## Task brief:
Every line below between the one holding "Practice. Put a pin on the trimmed" and the one holding "Practice. Put a pin on the dark", inclusive, should be copied exactly, and no other line.

## Input data:
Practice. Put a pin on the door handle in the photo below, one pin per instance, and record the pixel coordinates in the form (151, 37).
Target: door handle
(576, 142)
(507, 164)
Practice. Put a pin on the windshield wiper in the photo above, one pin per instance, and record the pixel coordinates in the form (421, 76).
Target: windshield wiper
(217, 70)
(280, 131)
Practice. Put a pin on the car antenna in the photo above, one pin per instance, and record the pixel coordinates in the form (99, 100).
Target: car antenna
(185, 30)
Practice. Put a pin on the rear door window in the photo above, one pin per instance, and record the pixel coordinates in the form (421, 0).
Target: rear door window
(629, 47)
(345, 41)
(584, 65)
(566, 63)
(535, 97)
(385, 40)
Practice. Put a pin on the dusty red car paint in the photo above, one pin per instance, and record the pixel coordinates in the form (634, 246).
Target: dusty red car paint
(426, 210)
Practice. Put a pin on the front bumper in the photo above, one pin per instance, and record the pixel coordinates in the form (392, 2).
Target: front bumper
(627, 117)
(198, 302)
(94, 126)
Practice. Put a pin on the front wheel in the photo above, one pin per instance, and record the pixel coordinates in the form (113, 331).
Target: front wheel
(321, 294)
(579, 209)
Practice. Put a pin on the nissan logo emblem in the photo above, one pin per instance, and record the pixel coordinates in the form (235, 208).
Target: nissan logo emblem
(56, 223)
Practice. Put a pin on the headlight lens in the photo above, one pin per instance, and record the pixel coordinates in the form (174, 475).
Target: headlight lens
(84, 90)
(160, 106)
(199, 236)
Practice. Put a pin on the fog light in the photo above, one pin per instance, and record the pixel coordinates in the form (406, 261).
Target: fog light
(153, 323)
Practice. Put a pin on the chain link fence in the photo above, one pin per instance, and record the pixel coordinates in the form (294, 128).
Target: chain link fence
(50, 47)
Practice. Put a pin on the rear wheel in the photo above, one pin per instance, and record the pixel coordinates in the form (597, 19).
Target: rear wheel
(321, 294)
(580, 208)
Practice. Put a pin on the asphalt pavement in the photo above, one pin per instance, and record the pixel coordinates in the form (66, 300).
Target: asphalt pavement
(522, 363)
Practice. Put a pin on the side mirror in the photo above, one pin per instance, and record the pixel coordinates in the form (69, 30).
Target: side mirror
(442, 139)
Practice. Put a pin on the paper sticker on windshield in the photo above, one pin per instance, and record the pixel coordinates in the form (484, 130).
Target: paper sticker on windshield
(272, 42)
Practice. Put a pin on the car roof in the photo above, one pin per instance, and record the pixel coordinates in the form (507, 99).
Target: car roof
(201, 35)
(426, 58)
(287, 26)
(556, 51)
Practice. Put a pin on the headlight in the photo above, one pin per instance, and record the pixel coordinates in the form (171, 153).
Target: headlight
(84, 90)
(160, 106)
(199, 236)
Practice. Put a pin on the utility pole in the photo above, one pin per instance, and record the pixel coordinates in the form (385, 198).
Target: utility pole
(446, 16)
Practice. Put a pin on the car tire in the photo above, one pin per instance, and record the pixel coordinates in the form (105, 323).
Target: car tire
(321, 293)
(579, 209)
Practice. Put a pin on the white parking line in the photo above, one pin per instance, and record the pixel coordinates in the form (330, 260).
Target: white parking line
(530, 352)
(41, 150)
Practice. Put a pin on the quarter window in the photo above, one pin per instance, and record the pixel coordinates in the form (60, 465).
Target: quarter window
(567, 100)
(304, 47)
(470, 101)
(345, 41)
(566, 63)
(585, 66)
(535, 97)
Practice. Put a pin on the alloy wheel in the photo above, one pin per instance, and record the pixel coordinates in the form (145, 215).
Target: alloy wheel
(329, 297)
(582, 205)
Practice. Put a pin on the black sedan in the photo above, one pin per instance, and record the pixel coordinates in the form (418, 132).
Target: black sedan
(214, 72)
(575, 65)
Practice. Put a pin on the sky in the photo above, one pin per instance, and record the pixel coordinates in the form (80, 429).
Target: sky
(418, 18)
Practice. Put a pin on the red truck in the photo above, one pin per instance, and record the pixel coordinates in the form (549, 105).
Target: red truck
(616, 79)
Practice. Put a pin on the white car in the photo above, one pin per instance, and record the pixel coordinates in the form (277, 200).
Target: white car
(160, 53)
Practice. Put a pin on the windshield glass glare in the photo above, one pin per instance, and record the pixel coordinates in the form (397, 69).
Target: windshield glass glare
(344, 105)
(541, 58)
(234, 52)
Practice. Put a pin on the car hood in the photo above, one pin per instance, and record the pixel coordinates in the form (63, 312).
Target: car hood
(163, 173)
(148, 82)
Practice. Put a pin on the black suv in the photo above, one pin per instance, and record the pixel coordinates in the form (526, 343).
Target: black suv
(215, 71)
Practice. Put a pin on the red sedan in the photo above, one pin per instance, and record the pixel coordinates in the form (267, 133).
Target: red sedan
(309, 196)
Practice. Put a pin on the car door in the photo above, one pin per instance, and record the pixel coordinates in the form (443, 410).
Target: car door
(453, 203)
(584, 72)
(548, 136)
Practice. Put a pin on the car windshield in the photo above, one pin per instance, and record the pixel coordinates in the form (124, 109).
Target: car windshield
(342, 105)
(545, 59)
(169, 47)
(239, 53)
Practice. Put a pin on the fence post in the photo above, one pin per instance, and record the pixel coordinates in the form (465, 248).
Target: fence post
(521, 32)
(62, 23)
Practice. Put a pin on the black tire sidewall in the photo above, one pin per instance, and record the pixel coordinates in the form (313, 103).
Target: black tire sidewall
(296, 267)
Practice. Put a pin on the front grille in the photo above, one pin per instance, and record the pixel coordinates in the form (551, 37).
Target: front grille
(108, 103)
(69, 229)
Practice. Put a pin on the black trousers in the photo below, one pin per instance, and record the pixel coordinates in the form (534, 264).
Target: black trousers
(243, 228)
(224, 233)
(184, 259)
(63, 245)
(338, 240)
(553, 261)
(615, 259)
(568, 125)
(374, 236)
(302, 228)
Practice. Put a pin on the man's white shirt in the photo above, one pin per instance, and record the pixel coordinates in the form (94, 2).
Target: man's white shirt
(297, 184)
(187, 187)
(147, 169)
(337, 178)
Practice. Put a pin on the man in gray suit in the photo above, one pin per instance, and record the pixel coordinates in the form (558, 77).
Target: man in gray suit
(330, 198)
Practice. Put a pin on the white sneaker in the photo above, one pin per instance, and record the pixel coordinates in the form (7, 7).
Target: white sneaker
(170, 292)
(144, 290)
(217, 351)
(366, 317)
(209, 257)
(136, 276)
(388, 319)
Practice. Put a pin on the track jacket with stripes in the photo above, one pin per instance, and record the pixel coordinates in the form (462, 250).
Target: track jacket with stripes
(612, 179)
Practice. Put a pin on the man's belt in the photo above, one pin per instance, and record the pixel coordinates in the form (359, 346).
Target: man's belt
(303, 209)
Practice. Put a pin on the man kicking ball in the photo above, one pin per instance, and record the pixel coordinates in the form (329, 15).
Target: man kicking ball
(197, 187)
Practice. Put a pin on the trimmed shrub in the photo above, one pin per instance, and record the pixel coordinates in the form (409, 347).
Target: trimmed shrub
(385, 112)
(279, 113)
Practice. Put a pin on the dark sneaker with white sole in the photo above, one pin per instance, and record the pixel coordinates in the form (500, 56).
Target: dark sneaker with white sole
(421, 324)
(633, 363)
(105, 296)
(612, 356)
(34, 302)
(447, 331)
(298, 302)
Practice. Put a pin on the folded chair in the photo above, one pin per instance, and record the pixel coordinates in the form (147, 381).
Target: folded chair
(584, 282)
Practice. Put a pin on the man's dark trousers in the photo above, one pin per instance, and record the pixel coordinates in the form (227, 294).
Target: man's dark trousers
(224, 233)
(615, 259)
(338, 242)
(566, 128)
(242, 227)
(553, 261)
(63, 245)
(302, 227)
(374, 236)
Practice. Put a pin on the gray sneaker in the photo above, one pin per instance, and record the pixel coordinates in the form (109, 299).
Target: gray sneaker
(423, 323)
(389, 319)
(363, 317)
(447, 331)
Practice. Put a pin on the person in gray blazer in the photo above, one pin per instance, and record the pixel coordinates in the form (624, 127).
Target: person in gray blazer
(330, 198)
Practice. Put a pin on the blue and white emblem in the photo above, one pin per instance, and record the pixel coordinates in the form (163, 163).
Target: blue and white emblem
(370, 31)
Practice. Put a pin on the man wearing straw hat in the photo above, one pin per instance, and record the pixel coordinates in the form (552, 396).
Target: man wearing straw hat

## Exercise response:
Practice. Put a pin on the trimmed shrub in the photo above, one pin per instance, and record the pixel coordinates in the form (409, 347).
Target: trimmed shrub
(385, 112)
(279, 113)
Practice. Put a pin on the dark sneaker with white sole in the photo above, one pin per instance, and record the pixel coordinates in the form (500, 56).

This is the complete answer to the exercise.